- **Seitentext**:
* * * *
Ja die unterscheiden sich nur durch die Größe. Jep die Werkseinstellungen sind für den Fisch da musst du selber Hand an legen ist aber bei vielen Monitoren so. Also eins kann man zu 100% sagen das die BX Reihe keinen wahrnehmbaren Imputlag hat und das garantiere ich dir, habe den großen Bruder BX2450.


----------



## DeLuXe1992 (23. Januar 2011)

Hui, das ging ja mal Fix !, danke  
Werde warscheinlich doch ne die nummer grösser nehmen (BX2450).
Hättest du vll schon passende Einstellungssachen?
Wie isen das mit der Schrift ist die klein? Habe iwo mal gelsen bei 1080p und 22 wäre die schrift viel zu klein?!


----------



## Painkiller (23. Januar 2011)

Das findest du alles hier

http://extreme.pcgameshardware.de/m...ussionsthread-rund-um-das-thema-monitore.html

Dort werden einige Einstellungsmöglichkeiten genannt.


----------



## neith (24. Januar 2011)

Bin ich eigentlich der einzige der massive Probleme mit dem Monitor hat? Hab schon 3 Stück zurückschicken dürfen, 1. massive Pixelfehler, 2. Ausleuchtung im Eimer, 3. najo, wenn der halbe Bildschirm weiß statt schwarz is is auch nett und nach dem 1. Tag schon nen Pixelfehler. Fahre oft auch Lans von daher sollte er schon was aushalten...
* * * *
- **Datenauszug**:
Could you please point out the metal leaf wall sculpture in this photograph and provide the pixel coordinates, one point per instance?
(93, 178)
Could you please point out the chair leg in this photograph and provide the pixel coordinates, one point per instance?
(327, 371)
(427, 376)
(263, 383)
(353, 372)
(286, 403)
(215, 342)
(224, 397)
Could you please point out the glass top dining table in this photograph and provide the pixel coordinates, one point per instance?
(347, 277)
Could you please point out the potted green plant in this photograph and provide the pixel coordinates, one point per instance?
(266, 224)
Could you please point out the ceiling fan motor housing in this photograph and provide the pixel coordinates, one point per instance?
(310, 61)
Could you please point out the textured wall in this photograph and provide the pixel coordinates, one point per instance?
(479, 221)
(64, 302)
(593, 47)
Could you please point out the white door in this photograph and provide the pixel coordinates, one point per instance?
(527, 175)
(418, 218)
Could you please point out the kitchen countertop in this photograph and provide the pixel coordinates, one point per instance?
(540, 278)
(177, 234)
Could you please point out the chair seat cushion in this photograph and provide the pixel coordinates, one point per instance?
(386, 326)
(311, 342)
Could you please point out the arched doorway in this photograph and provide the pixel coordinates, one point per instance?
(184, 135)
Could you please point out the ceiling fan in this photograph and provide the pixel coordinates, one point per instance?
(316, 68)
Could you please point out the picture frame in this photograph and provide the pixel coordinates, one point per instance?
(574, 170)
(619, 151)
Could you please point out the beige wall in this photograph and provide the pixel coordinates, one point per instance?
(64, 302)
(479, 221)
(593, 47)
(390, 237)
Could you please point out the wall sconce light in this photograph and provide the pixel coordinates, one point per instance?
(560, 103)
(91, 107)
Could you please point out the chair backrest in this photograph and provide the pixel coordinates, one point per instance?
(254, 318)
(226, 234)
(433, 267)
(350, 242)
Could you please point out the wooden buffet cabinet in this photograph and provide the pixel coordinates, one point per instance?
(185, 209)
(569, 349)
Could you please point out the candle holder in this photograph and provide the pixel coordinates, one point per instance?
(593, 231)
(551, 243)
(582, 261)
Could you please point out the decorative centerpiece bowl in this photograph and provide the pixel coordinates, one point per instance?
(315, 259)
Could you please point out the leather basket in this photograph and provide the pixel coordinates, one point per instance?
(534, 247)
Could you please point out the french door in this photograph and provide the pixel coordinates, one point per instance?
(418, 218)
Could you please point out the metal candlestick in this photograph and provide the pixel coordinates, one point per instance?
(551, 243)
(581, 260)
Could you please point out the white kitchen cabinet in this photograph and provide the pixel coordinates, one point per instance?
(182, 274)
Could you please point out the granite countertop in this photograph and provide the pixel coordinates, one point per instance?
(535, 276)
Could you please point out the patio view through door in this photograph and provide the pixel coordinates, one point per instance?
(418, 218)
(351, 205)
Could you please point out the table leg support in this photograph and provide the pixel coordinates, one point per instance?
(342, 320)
* * * *
- **Aufgaben**:
A. Zähle, in wie vielen Zeilen der Einträge die Zeichenfolge "white" vorkommt, wobei Groß- und Kleinschreibung zu beachten ist. Gib nur die Zahl an.
B. Führe den Forumstext über den Monitor im Anschluss an seinen letzten Satz weiter.
Der Forumstext über den Monitor und die Einträge hängen inhaltlich nicht zusammen.

- **Lösungen**:
A. 2

B.
Hat wer eig. Alternativen zum BX2450? Hab ghört der VE246h von Asus soll net schlecht sein...

mfg


----------



## Painkiller (24. Januar 2011)

Wo hast du denn den Monitor gekauft? Vllt. mal Shop wechseln? Bis jetzt hatte ich solche Probleme nicht.


----------



## neith (24. Januar 2011)

Alle 3 bei Amazon, da ich dort die besten Erfahrungen mit Retourwaren gemacht habe. Nur entweder hab ich wirklich Pech ghabt oder kA, aber ich kann mit nem Monitor nix anfangen der im Standardbetrieb, ohne irgendwelche Einflüsse Pixelfehler bekommt, sonst kann ich mir jedesmal wenn ich auf ne Lan fahre einen neuen Monitor kaufen ^^.

Hab bis jetzt eig. nur die besten Erfahrungen mit Samsung gmacht (mein alter 19" TFT von Samsung werkelt schon seit ca. 6 Jahren ohne Probleme), deshalb wollt ich mir jetzt auch wieder einen zulegen, aber njo mittlerweile schwankt das Bild von Samsung schon heftig.


----------



## Painkiller (24. Januar 2011)

Mein BX2450 ist auch von Amazon. Ich hab die Probleme nicht.

Bis jetzt hab ich von solchen heftigen Problemen aber auch nichts gehört.


----------



## b00gie (24. Januar 2011)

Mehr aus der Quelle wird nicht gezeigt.